== Page text ==
Before we start, you’ll need:
- Tea tree oil or bleach
- Bottle brush
- Tap water
- White vinegar
First, you’ll want to pour out the remaining water inside of your humidifier. Once the water is gone, take apart the machine.
You’ll find that most humidifiers are equipped with a latch or similar that allows you to remove the piece that sits over the heating element.
Once you’ve taken everything apart, it will be easy to see what pieces need the most cleaning. If possible, always skim through the manual to make you don’t damage the machine.
You’ll find that vinegar is extremely helpful while cleaning. It actually eliminates the need for bleach, but if you want that extra cleaning feeling, then you can use bleach.
Go ahead and add vinegar to the base and water tank. To remove stubborn deposits, soak the dirtiest parts in a container with a vinegar/water mixture.
In some cases, you might actually be able to put your humidifier parts straight into your washer.
Use the Brush
If your unit didn’t come with one, you might want to find a bottle brush to use. The brush is perfect for removing deposits. You should be able to use just the brush and vinegar to get the job done.
If your unit is REALLY dirty, consider soaking it before using the brush. It’s a good idea to soak it for at least 30 minutes.
After you feel that it’s been cleaned thoroughly and most of the deposits have been removed, you can rinse it with tap water.
Make sure to shake the pieces really well to ensure hidden deposits are removed. Understand that it can take some time for the vinegar smell to completely go away, but once it does, the unit will smell fresh and clean.
If there are some really dirty, tough spots on the pieces, you might need to soak them a few times. When you see the deposits fizzing, then that means the vinegar is doing what it’s supposed to do.
It will break down and tear away the gunk. Some people like to use sharp objects to scrape the gunk away, but it’s almost always better to let the vinegar break down the deposits.

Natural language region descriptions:
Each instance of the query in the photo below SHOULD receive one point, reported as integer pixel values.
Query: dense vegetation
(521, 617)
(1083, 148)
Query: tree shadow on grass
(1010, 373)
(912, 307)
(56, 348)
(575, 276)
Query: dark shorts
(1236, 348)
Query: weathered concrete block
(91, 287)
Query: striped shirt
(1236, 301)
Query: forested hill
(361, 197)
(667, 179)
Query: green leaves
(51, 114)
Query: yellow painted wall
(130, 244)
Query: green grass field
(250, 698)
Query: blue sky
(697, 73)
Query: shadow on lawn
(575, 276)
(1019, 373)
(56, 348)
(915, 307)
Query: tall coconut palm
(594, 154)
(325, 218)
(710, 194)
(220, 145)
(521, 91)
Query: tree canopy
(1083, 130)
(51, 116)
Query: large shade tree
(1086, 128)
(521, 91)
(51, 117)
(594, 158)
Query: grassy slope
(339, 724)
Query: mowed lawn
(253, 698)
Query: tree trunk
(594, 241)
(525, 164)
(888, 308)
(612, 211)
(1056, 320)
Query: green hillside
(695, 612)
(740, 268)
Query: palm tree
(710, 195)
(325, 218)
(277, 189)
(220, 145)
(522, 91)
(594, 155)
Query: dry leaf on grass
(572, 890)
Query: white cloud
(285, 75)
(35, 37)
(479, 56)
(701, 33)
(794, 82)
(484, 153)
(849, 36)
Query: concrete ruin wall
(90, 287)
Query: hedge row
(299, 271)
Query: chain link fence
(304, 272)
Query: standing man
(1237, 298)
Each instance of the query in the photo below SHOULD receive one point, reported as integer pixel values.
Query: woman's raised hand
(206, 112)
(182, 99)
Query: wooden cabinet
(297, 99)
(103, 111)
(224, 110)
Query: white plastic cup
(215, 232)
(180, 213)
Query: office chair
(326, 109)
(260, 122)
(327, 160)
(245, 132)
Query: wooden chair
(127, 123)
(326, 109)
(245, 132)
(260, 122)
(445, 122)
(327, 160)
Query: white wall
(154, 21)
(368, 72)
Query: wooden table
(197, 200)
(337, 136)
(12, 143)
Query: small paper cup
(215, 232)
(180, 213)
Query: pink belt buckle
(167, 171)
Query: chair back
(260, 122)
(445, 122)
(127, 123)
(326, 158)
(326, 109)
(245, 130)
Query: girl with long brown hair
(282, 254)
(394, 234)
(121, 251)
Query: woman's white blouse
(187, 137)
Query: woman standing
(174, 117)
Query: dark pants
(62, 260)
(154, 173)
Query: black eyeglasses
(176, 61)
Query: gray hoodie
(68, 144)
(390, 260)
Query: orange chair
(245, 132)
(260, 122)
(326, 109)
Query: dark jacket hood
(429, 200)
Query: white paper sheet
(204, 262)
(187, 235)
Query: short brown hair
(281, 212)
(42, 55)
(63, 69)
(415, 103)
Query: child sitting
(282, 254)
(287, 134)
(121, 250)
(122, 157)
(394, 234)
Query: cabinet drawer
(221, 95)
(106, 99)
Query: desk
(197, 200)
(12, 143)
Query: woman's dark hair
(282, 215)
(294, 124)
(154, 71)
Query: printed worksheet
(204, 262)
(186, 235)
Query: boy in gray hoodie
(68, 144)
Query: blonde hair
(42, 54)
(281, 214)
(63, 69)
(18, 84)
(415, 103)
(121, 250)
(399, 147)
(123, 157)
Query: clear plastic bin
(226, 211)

==

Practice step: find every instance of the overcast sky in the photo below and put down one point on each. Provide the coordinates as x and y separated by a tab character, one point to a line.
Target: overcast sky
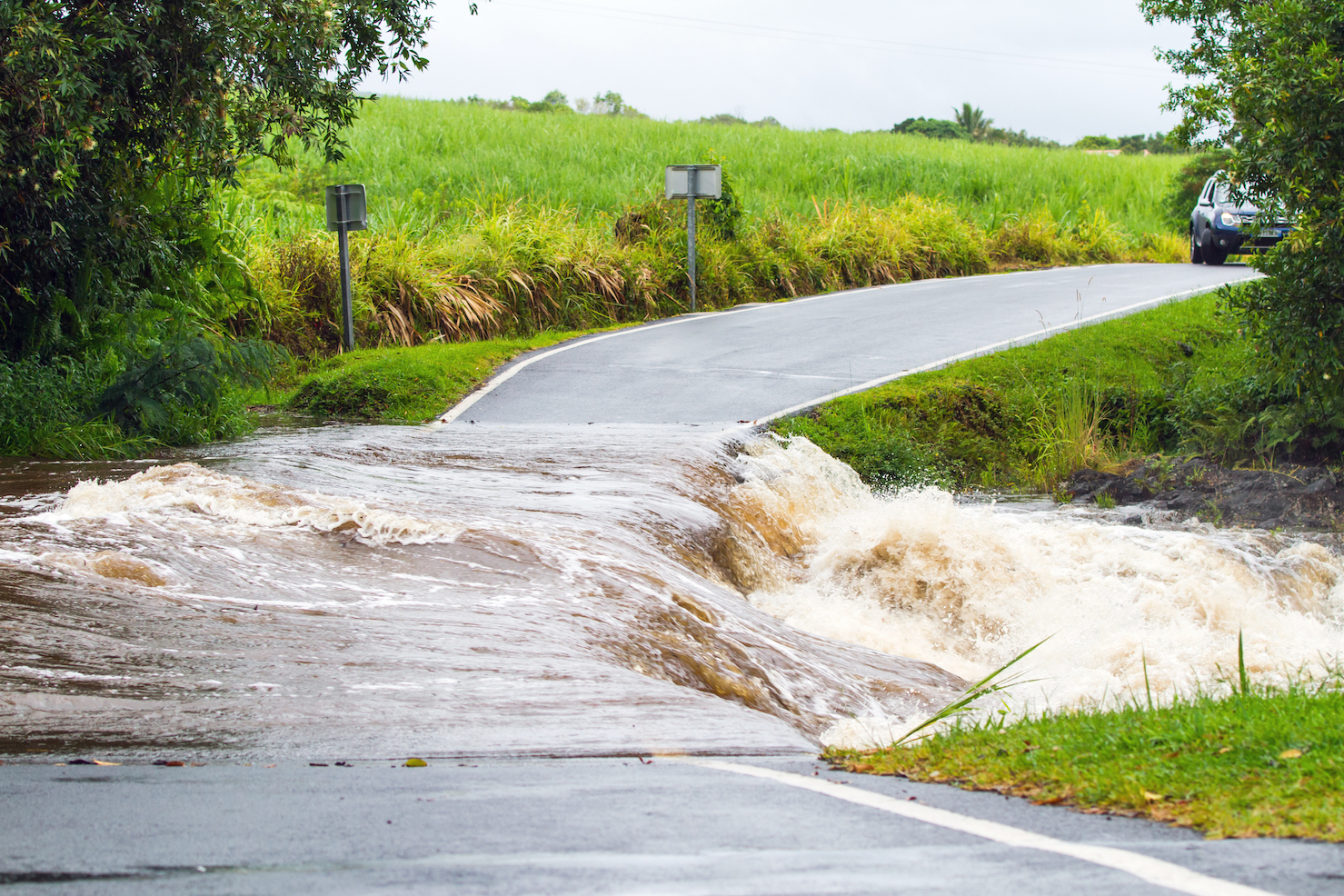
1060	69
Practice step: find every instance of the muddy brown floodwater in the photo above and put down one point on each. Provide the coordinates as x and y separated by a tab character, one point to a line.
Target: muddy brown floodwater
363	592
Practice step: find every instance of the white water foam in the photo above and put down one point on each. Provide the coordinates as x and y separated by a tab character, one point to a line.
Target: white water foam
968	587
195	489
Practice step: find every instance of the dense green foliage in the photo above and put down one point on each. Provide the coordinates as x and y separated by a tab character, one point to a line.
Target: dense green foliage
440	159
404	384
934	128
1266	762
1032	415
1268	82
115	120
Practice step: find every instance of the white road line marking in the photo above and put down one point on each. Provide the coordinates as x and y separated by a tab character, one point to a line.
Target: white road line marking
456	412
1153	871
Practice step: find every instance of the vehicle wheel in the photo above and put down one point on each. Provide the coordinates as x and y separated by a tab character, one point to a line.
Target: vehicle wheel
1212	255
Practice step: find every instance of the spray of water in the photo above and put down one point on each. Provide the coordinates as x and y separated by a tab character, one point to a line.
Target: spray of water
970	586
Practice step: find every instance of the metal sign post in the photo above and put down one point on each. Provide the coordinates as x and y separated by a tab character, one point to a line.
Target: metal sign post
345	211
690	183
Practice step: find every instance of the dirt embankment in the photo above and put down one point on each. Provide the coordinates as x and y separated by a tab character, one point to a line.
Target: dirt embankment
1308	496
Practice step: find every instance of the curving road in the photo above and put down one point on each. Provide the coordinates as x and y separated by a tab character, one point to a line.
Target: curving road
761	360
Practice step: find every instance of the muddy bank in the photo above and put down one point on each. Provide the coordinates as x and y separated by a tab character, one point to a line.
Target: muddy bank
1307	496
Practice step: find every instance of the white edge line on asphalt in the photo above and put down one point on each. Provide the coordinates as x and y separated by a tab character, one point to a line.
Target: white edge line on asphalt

== Questions on the material ==
a - Duplicate the humidifier cleaning text starting at "You’ll find that vinegar" and ending at "into your washer.".
b - Finish out the next part of the humidifier cleaning text, picking up after its final sentence.

== Outputs in order ==
a -
You’ll find that vinegar is extremely helpful while cleaning. It actually eliminates the need for bleach, but if you want that extra cleaning feeling, then you can use bleach.
Go ahead and add vinegar to the base and water tank. To remove stubborn deposits, soak the dirtiest parts in a container with a vinegar/water mixture.
In some cases, you might actually be able to put your humidifier parts straight into your washer.

b -
What about maintenance?
Once your humidifier has been properly cleaned, you’ll want to make sure it’s given adequate maintenance. One of the most important forms of maintenance involves preventing bacterial growth.
You’ll want to change the water often. When you allow water to sit in the unit’s tank for long periods of time, it allows mineral deposits to form.
Larger mineral deposits will form over a longer period of time. You should also consider cleaning the unit at least once every three days when it’s being used extensively.
The good news is that you don’t have to clean it nearly as thoroughly when you’re cleaning it once every three days.
These cleaning sessions should consist of a quick rinse with hydrogen peroxide or vinegar, which also disinfect the unit.
A deep clean should be performed about every two weeks when the humidifier is being used heavily, such as during the winter or when a family member has a cold.
Tip: Whenever possible, run distilled water through your humidifier because it has less mineral content, which means less cleaning for you!
Bleach also works very well as a disinfectant. Use about one teaspoon of bleach for every gallon of water. It’s recommended that you disinfect the unit after you’ve cleaned it thoroughly.